TASK ITEM >> The answer consists of one number: how many lines of the data below include the string "wall".

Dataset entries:
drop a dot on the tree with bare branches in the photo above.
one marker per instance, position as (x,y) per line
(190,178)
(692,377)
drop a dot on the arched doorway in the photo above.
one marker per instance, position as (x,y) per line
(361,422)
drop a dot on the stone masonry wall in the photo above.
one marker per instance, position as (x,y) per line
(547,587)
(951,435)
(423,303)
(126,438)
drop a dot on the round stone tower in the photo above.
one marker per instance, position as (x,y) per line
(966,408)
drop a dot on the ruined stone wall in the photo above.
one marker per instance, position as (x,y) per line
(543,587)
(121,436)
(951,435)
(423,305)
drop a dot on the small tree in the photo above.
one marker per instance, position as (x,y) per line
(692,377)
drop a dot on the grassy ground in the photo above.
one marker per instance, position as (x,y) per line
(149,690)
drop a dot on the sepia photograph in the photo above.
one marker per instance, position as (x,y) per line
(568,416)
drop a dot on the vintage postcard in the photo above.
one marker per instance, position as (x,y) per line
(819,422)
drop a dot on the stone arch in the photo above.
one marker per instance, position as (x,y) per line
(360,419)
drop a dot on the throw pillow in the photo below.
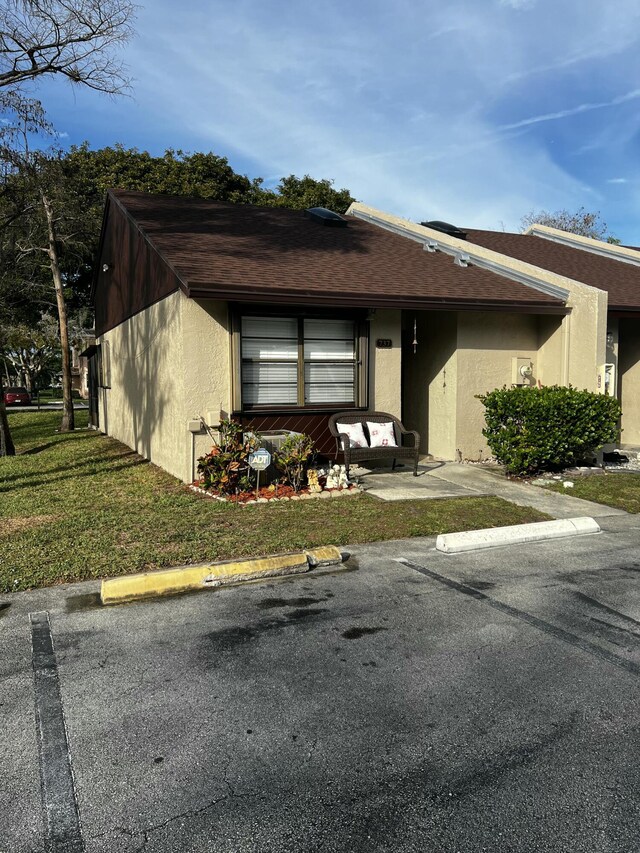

OUTPUT >> 2